EXERCISE TASK: Copy the entries word for word, starting at the line that contains "TARGET = calm water surface" and ending with the final line of the entries, both included.

DATA FOR THIS EXERCISE:
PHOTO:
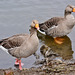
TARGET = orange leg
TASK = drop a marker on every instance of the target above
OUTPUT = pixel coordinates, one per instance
(20, 67)
(17, 62)
(59, 40)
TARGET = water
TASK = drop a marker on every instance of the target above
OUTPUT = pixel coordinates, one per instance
(16, 17)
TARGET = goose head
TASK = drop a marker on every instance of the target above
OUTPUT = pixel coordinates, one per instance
(35, 24)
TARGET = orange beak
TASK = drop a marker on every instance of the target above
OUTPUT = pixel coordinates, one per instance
(37, 26)
(73, 9)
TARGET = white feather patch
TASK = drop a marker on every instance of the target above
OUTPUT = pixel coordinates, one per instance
(42, 32)
(4, 49)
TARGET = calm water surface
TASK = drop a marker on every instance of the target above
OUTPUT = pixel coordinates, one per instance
(16, 17)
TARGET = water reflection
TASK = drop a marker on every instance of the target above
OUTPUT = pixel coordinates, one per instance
(64, 50)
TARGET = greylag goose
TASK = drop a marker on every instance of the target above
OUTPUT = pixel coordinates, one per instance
(59, 26)
(22, 45)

SOLUTION:
TARGET = calm water surface
TASK = drop a marker on every instance of the target above
OUTPUT = pixel coordinates, one per instance
(16, 17)
TARGET = water reflection
TASK = drop a marker on every instance of the target above
OUTPUT = pixel coordinates, one per instance
(64, 50)
TARGET = greylag goose
TASK = drop a marker on every instance of the target above
OUTPUT = pixel coordinates, one per instance
(59, 26)
(22, 45)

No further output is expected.